- _LIST OF TASKS_:
#1 Please rewrite the part of the network steering message that starts with "It sounds like" and ends with "process from scratch?", putting "Ethernet type" wherever "ethertype" appears.
#2 Collect every line of the entries below that contains the word "cathedral", paying attention to case.

- _TEXT TO READ_:
>>>>>

[Patch 3/3] Network steering feature

Jouni Malinen j at w1.fi
Sun Oct 16 06:53:42 PDT 2016


On Thu, Oct 06, 2016 at 03:24:18PM -0700, David Weidenkopf wrote:
> > Could you please clarify where this protocol definitions for messages
> > exchanged between APs comes from?
> This is a new AP coordination protocol to provide coordinated BSS transitions.

There is ongoing effort to update the existing FT AP-to-AP protocol:
http://patchwork.ozlabs.org/patch/674418/

It sounds like there should be a single protocol defined that will cover
both of these needs rather than designing something completely different
for each.

> > I'm also not exactly happy with choosing an ethertype "random from unassigned".
> We will remedy this either by piggybacking on the 802.11r messages or
> by registering for an ethertype.
> We would appreciate your input to help guide our decision. Should this
> be an extension to 802.11r
> since it shares so much in common? Or instead should we begin the
> standards process from scratch?

<<<<<

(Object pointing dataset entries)

>>>>>

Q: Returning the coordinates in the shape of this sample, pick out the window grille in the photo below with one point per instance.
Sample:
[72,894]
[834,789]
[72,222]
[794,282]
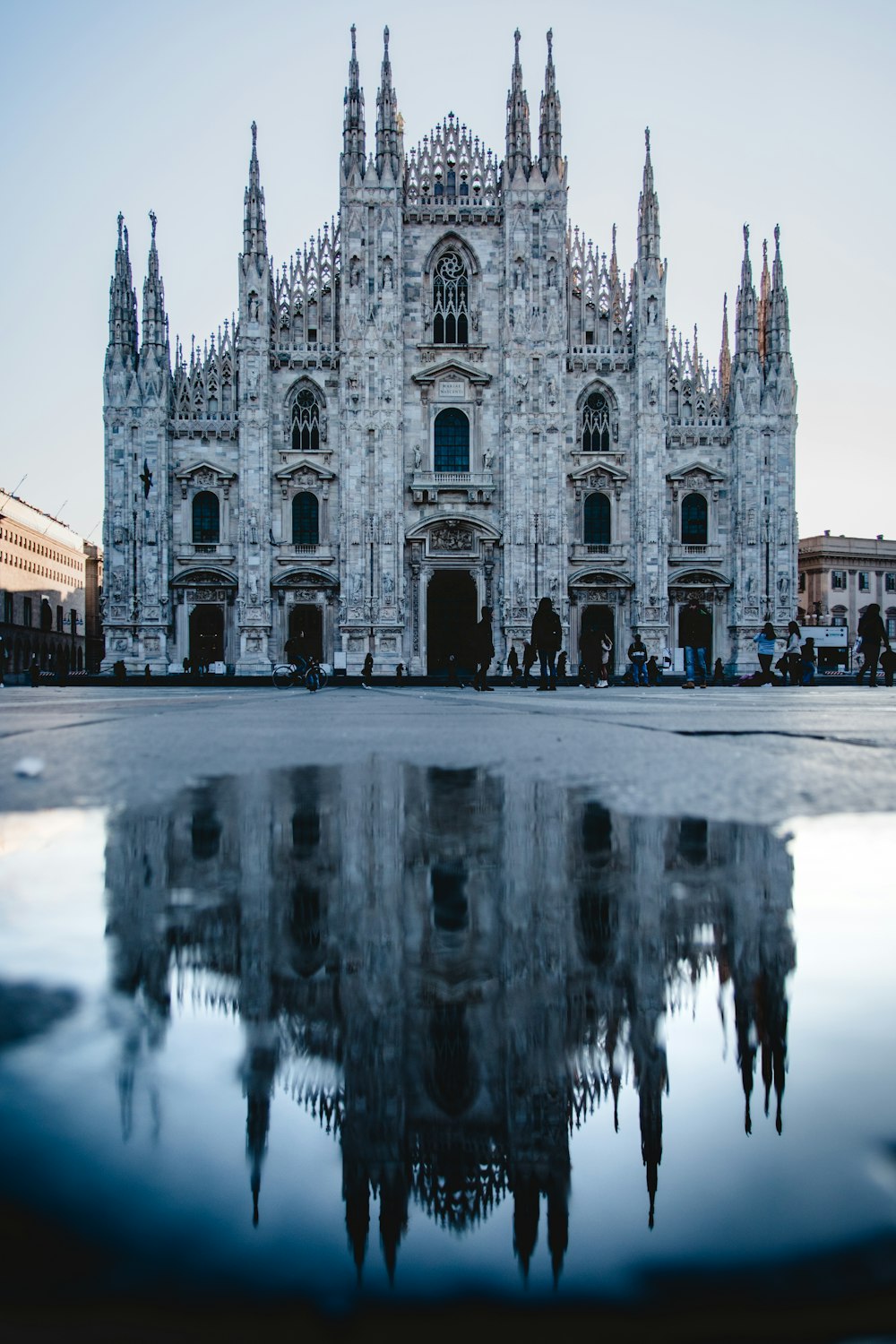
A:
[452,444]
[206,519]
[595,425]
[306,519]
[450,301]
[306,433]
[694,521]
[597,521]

<<<<<
>>>>>

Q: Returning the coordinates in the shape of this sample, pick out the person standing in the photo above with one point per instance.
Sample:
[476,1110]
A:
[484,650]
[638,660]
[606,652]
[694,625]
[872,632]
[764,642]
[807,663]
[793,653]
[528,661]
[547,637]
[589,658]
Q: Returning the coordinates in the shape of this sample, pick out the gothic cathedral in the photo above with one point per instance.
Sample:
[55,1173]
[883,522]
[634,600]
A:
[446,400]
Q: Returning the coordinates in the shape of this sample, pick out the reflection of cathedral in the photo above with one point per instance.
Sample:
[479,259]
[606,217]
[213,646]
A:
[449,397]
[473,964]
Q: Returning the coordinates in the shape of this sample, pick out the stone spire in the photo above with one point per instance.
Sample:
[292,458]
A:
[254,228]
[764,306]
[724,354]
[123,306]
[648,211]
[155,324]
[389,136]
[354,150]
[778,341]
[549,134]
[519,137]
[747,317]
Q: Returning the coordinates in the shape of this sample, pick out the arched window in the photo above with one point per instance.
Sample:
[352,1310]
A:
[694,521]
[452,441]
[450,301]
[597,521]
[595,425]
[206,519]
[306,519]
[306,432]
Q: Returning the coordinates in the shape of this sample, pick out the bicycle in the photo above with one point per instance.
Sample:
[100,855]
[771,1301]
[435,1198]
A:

<<<<<

- _RESPONSES PER TASK_:
#1
It sounds like there should be a single protocol defined that will cover
both of these needs rather than designing something completely different
for each.

> > I'm also not exactly happy with choosing an Ethernet type "random from unassigned".
> We will remedy this either by piggybacking on the 802.11r messages or
> by registering for an Ethernet type.
> We would appreciate your input to help guide our decision. Should this
> be an extension to 802.11r
> since it shares so much in common? Or instead should we begin the
> standards process from scratch?

#2
Q: Returning the coordinates in the shape of this sample, pick out the gothic cathedral in the photo above with one point per instance.
Q: Returning the coordinates in the shape of this sample, pick out the reflection of cathedral in the photo above with one point per instance.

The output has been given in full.